Start of DOCUMENT PASSAGE
Gray leaf spot (GLS) is a fungal disease of maize (*Zea mays*) caused by
*Cercospora zeae-maydis* and *Cercospora zeicola*. In laboratory settings,
fungal isolates are grown on petri dishes and photographed at successive
time points to characterise colony expansion, morphology, and structural
organisation. Manual measurement of these traits is time-consuming and
operator-dependent.

`grayleafspotr` provides a fully automated pipeline for quantitative
phenotyping of GLS colonies from time-lapse plate photographs. The package
uses a bundled SmallUNet deep-learning segmentation model to identify colonies
in each image, then extracts morphometric and texture features that describe
colony growth, shape, and internal organisation over time. The resulting tidy
data frame can be explored with included template `ggplot2` visualisations or
passed to any downstream R analysis.

Python dependencies are managed automatically through `basilisk`; no manual
Python environment setup is required.

---

## 1. Package overview

### What the package does

Given a folder of plate photographs, `grayleafspotr`:

1. **Detects the petri dish** boundary using classical circle fitting.
End of DOCUMENT PASSAGE
Start of STUDY MATERIAL
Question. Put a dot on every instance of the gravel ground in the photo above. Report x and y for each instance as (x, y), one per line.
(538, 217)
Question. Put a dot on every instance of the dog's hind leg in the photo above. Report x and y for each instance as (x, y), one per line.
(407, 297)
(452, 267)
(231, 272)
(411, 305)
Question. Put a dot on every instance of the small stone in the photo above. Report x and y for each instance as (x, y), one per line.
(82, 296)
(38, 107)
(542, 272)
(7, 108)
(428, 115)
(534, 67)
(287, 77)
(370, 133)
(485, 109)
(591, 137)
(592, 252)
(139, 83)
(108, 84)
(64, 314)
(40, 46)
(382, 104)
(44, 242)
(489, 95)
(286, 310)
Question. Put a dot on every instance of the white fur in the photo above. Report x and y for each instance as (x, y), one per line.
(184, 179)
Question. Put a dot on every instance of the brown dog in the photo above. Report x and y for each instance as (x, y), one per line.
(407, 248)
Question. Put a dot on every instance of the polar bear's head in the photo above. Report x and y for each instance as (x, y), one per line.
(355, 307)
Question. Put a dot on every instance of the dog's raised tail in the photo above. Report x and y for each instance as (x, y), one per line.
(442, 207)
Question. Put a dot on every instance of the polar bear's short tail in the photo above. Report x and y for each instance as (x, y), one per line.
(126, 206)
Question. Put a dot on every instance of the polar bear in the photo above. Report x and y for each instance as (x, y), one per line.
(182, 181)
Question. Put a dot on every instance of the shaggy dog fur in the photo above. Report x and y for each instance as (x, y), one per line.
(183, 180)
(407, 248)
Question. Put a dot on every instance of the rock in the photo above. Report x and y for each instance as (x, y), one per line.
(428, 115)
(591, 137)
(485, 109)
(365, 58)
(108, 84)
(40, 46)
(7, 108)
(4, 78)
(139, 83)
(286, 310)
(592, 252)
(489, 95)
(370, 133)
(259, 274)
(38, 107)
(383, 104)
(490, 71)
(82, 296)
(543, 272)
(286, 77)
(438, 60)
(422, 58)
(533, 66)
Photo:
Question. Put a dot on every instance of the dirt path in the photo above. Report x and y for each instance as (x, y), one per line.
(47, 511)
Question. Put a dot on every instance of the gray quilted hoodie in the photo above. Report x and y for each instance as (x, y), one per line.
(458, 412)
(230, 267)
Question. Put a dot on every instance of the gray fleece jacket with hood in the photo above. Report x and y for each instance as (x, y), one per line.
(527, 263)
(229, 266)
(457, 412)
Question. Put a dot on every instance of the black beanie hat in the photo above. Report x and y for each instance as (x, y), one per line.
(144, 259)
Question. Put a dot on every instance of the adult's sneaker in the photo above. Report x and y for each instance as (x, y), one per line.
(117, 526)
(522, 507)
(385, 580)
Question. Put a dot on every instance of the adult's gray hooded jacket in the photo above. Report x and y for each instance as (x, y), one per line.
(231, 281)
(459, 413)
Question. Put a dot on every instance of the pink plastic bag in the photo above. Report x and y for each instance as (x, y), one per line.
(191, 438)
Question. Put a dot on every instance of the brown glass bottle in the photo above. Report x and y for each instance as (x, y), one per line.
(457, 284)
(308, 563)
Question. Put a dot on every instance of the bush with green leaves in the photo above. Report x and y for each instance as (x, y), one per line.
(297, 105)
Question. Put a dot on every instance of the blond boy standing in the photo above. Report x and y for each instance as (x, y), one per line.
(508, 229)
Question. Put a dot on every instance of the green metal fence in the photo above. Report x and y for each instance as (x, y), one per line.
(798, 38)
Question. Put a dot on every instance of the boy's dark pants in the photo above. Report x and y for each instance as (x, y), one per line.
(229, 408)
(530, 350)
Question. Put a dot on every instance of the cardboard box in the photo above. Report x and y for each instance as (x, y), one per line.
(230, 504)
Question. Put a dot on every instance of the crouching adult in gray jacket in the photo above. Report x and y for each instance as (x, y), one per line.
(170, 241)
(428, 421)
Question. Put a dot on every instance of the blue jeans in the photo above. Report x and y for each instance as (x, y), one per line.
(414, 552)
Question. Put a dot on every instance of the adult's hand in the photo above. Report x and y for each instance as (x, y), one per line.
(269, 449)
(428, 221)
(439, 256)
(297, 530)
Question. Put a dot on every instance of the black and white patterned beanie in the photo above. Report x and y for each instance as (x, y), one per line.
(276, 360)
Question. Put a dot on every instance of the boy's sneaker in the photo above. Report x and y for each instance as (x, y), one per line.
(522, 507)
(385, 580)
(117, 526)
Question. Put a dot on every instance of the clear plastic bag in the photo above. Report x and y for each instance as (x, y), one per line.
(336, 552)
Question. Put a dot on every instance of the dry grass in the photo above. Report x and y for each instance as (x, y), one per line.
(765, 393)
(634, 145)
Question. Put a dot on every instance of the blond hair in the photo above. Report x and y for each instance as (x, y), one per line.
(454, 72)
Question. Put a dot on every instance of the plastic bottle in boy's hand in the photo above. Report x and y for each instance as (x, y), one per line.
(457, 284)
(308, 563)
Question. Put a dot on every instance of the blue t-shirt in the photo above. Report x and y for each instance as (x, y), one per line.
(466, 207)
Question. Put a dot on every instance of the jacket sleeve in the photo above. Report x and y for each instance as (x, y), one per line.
End of STUDY MATERIAL
PARTS OF THE EXERCISE »
#1 In the passage on gray leaf spot phenotyping, why does the package require no manual Python environment setup? Answer in one to three sentences.
#2 In the passage on gray leaf spot phenotyping, turn the paragraph beginning "`grayleafspotr` provides a fully automated pipeline" into a short list that keeps its main facts.
#3 From the passage on gray leaf spot phenotyping, output the text from "Python dependencies are" to "classical circle fitting." word for word.
The lines are not needed for any of this work.

ANSWERS FOR THIS EXERCISE »
#1 No manual setup is needed because the package's Python dependencies are managed automatically through `basilisk`.

#2
- `grayleafspotr` is a fully automated pipeline for quantitative phenotyping of GLS colonies from time-lapse plate photographs.
- A bundled SmallUNet deep-learning segmentation model identifies the colonies in each image.
- The package extracts morphometric and texture features describing colony growth, shape, and internal organisation over time.
- The resulting tidy data frame can be explored with the included template `ggplot2` visualisations or passed to any downstream R analysis.

#3
Python dependencies are managed automatically through `basilisk`; no manual
Python environment setup is required.

---

## 1. Package overview

### What the package does

Given a folder of plate photographs, `grayleafspotr`:

1. **Detects the petri dish** boundary using classical circle fitting.